Stored data entries:
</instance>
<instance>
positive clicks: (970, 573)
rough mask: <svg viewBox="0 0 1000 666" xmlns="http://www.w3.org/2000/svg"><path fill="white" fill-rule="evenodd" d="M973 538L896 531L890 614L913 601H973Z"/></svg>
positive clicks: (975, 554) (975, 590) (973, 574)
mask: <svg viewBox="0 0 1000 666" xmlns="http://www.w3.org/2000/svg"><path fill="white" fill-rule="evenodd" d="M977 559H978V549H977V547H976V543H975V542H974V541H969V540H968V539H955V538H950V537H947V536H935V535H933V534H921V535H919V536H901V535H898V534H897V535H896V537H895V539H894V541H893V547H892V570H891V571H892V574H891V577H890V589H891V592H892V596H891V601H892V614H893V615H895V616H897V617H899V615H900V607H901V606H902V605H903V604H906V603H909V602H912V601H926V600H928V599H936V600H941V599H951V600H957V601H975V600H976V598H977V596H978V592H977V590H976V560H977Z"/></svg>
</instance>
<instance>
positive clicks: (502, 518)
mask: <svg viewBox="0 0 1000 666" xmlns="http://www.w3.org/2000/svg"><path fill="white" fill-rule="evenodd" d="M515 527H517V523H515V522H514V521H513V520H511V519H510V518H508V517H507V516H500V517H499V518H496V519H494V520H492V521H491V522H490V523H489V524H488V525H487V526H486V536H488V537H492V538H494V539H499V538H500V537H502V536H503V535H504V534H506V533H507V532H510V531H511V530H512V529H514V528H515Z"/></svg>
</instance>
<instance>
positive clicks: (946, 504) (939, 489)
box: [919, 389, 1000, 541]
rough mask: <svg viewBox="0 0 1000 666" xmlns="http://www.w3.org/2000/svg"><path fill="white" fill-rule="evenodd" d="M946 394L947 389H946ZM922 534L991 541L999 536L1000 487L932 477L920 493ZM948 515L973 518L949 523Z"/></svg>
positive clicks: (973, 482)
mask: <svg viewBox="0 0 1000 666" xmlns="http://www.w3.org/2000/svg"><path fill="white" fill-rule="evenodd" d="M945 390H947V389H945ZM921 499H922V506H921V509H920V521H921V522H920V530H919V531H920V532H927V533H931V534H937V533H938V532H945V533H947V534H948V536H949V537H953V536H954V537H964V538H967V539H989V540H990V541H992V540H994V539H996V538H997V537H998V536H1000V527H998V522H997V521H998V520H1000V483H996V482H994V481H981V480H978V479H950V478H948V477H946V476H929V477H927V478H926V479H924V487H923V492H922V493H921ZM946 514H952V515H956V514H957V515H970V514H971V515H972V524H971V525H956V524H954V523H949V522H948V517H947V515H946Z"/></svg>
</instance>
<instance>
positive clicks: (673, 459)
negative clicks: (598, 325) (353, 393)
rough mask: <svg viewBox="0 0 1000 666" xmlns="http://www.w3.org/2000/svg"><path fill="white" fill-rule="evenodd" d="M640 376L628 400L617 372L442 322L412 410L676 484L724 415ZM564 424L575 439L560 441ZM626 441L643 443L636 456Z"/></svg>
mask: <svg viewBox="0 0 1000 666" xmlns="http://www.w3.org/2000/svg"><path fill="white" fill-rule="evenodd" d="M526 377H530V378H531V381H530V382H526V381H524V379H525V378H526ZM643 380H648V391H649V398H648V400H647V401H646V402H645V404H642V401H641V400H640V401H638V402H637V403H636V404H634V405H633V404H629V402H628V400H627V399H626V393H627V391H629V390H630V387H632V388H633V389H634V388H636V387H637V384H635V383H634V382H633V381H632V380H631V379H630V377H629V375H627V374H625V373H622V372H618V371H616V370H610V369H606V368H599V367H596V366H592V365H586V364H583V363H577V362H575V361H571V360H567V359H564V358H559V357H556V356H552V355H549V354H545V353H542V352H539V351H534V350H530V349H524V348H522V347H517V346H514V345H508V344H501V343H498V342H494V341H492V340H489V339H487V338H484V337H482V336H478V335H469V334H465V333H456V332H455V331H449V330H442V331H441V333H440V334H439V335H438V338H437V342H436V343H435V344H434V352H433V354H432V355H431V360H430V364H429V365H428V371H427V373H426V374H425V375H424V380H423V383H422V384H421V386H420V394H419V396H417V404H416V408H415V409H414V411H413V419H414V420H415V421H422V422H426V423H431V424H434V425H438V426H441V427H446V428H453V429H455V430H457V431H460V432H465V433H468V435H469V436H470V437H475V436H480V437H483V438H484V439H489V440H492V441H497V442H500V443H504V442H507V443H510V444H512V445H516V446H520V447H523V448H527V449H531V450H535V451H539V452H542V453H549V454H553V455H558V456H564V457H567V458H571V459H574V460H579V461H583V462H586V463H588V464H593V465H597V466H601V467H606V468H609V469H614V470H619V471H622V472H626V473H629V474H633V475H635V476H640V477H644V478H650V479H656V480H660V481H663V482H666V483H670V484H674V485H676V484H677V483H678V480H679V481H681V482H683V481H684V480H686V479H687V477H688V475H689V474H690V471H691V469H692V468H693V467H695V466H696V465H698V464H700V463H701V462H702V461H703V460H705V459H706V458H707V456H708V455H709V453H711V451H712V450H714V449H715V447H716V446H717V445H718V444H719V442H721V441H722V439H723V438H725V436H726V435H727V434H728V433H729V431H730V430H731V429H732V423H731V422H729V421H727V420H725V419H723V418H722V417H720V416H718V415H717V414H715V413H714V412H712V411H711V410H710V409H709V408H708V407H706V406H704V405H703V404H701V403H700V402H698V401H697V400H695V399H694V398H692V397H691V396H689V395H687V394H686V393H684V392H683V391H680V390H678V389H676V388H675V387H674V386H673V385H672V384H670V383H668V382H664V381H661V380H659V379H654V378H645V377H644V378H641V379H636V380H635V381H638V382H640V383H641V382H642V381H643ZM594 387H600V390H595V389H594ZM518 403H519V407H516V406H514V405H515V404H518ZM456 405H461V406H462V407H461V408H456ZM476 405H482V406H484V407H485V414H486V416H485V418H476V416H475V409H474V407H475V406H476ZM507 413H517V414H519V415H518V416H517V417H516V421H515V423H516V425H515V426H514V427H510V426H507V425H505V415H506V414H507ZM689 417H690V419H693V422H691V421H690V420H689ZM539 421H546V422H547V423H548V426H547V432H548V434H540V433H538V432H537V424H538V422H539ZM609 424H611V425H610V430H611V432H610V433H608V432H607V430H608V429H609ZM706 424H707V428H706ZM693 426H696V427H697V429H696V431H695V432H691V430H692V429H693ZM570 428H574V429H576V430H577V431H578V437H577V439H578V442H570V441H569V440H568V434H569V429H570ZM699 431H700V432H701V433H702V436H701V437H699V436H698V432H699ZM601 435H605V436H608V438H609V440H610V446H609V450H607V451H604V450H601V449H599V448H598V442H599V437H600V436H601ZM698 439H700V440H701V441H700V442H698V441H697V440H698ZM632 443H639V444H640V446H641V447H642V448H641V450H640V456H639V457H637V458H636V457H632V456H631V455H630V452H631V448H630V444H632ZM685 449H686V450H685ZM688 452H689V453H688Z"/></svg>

WORK ORDER:
Scan the lines above for "538L896 531L890 614L913" and for "negative clicks: (598, 325) (353, 393)". Repeat exactly the line holding each of them and every line in between.

WORKED SOLUTION:
rough mask: <svg viewBox="0 0 1000 666" xmlns="http://www.w3.org/2000/svg"><path fill="white" fill-rule="evenodd" d="M973 538L896 531L890 614L913 601H973Z"/></svg>
positive clicks: (975, 554) (975, 590) (973, 574)
mask: <svg viewBox="0 0 1000 666" xmlns="http://www.w3.org/2000/svg"><path fill="white" fill-rule="evenodd" d="M977 559H978V549H977V547H976V543H975V542H974V541H969V540H968V539H955V538H950V537H947V536H935V535H933V534H921V535H919V536H901V535H898V534H897V535H896V537H895V539H894V541H893V547H892V570H891V571H892V574H891V577H890V589H891V592H892V596H891V601H892V614H893V615H895V616H897V617H899V615H900V607H901V606H902V605H903V604H906V603H909V602H912V601H926V600H928V599H936V600H941V599H951V600H957V601H975V600H976V598H977V596H978V592H977V590H976V560H977Z"/></svg>
</instance>
<instance>
positive clicks: (502, 518)
mask: <svg viewBox="0 0 1000 666" xmlns="http://www.w3.org/2000/svg"><path fill="white" fill-rule="evenodd" d="M515 527H517V523H515V522H514V521H513V520H511V519H510V518H508V517H507V516H500V517H499V518H496V519H494V520H492V521H491V522H490V523H489V524H488V525H487V526H486V536H488V537H492V538H494V539H499V538H500V537H502V536H503V535H504V534H506V533H507V532H510V531H511V530H512V529H514V528H515Z"/></svg>
</instance>
<instance>
positive clicks: (946, 504) (939, 489)
box: [919, 389, 1000, 541]
rough mask: <svg viewBox="0 0 1000 666" xmlns="http://www.w3.org/2000/svg"><path fill="white" fill-rule="evenodd" d="M946 394L947 389H946ZM922 534L991 541L999 536L1000 487L932 477L920 493ZM948 515L973 518L949 523Z"/></svg>
positive clicks: (973, 482)
mask: <svg viewBox="0 0 1000 666" xmlns="http://www.w3.org/2000/svg"><path fill="white" fill-rule="evenodd" d="M945 390H947V389H945ZM921 499H922V506H921V509H920V521H921V522H920V530H919V531H920V532H927V533H931V534H937V533H938V532H945V533H947V534H948V536H949V537H953V536H954V537H964V538H967V539H989V540H990V541H992V540H994V539H996V538H997V537H998V536H1000V527H998V522H997V521H998V520H1000V483H996V482H994V481H981V480H978V479H950V478H948V477H946V476H929V477H927V478H926V479H924V487H923V492H922V493H921ZM946 514H952V515H956V514H957V515H970V514H971V515H972V524H971V525H956V524H954V523H949V522H948V517H947V515H946Z"/></svg>
</instance>
<instance>
positive clicks: (673, 459)
negative clicks: (598, 325) (353, 393)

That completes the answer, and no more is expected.